Let us finally plot them together.

grid.arrange(figure_20, figure_21, ncol=2)

Thus, every bar in our age bin corresponds to a z-score bin. For example, our (20,30] age bin, corresponds to our (-0.25-(-0.19)] z-score bin.

For example, our (30,40] age bin, corresponds to our (-0.19-(-0.13)] z-score bin.

And so on and so forth.

Thus the original mean for the entire dataset, which we calculated to be 61.78 will be converted to 0, and the standard deviation 12.94 will be converted to 1, which are the two main characteristic of a standard normal distribution. This will happen to every distribution irrespective of the original mean and standard deviation.

8 Problem

Let us say that we were interested in the following problem: What is the proportion of country where the life expectancy is lower than 50?

\(P(X<50) = ?\)

We first calculate the z-score. Remember a z-score is a number representing how many standard deviations above or below the mean population the score derived from a z-test is. Essentially, it is a numerical measurement that describes a value’s relationship to the mean of a group of values.

z <-(50-mean_life_exp)/sd(life_expectancy2$life_expectancy_values, na.rm=T)
z
[1] -0.911022

Note that is the empirical probability.

ctry_50<-subset(life_expectancy2, life_expectancy_values<50)
nrow(ctry_50)/nrow(life_expectancy2)
[1] 0.2092443

Thus we need to look for the proportion of z less than -0.91.

xval<-pnorm(q=z, lower.tail=TRUE)
xval
[1] 0.1811419

Note that this is based on a theoretical probability.

Thus, the proportion countries where life expectancy is lower than 50 is 0.18.

9 Problem

You scored 72 in your last assignment. The class mean was 60 and standard deviation was 10. The grades follow a normal distribution. What is the probability that a randomly selected person in the class had a grade lower than yours?

The way we do that is the following:

z <-(72-60)/10
xval<-pnorm(q=z, lower.tail=TRUE)
xval
[1] 0.8849303

What is the probability that a randomly selected person in the class had a grade higher than yours?

1-xval
[1] 0.1150697

◆ Brief ◆
Retype the portion of the z-score walkthrough starting with "You scored 72" and going on through "higher than yours?", keeping every character unchanged.

◆ Dataset entries ◆
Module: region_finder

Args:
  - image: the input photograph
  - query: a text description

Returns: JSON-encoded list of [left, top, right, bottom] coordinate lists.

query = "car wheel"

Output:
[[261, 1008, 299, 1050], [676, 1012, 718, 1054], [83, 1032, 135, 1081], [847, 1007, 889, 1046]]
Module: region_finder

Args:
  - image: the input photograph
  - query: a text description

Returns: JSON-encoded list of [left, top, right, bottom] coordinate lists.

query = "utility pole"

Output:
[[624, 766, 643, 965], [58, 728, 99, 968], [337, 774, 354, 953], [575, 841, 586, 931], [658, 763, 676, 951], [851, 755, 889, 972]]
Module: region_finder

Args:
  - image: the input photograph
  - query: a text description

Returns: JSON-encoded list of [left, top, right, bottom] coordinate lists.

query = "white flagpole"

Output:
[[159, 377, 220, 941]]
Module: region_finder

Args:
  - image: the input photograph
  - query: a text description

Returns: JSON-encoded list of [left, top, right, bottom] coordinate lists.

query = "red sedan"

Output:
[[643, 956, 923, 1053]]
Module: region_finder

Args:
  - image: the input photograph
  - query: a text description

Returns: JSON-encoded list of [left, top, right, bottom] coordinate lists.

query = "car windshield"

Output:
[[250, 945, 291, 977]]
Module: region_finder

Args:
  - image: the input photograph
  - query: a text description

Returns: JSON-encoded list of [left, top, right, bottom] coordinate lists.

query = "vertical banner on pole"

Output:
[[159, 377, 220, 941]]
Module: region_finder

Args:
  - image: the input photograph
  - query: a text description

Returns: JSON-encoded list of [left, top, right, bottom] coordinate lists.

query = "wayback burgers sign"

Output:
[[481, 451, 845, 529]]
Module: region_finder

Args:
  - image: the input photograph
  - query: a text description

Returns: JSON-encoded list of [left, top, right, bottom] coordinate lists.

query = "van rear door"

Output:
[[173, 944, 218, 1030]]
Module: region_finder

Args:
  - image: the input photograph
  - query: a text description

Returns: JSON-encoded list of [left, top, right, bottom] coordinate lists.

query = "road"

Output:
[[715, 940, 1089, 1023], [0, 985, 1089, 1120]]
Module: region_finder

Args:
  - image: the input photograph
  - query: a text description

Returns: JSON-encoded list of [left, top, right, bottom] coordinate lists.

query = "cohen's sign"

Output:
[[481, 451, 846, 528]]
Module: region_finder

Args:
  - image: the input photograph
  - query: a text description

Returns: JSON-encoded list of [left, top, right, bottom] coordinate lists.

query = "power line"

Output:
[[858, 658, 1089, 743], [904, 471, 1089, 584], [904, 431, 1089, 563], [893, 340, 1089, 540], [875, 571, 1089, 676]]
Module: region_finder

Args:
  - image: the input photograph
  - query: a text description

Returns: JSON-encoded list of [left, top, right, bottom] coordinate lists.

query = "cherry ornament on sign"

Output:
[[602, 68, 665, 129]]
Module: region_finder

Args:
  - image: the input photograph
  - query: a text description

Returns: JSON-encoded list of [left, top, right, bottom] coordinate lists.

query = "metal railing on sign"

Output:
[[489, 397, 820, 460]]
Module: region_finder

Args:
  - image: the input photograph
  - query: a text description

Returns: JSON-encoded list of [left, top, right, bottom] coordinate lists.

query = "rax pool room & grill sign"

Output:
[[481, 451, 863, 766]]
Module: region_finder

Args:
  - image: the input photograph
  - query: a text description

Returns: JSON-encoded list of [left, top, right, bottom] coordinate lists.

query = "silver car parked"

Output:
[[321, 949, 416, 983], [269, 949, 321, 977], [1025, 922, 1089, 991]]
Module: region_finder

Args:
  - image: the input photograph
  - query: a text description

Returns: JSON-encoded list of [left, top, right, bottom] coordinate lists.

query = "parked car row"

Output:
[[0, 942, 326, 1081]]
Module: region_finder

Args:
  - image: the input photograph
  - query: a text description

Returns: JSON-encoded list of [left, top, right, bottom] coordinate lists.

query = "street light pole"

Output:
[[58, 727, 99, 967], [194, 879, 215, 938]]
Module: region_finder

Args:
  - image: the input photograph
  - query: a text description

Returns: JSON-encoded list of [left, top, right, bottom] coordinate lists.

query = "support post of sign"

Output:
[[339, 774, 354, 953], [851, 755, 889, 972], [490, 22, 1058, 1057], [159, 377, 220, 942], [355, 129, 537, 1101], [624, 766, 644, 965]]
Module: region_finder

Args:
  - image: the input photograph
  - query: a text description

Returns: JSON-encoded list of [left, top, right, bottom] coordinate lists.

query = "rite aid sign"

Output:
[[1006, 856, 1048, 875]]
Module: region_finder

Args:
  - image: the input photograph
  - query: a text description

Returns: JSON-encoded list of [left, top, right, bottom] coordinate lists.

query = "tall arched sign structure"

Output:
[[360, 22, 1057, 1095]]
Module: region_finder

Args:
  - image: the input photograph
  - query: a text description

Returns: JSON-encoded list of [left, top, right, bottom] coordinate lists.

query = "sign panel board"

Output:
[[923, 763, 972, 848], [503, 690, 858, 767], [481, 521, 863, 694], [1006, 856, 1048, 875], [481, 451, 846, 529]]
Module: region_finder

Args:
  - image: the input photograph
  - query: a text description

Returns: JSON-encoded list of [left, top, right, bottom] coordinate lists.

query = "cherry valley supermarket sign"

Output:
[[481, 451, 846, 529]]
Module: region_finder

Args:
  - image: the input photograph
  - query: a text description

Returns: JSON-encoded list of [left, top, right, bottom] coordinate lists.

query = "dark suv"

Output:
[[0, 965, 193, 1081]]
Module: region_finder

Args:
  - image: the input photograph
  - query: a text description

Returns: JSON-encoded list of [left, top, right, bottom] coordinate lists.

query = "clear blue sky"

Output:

◆ Exercise answer ◆
You scored 72 in your last assignment. The class mean was 60 and standard deviation was 10. The grades follow a normal distribution. What is the probability that a randomly selected person in the class had a grade lower than yours?

The way we do that is the following:

z <-(72-60)/10
xval<-pnorm(q=z, lower.tail=TRUE)
xval
[1] 0.8849303

What is the probability that a randomly selected person in the class had a grade higher than yours?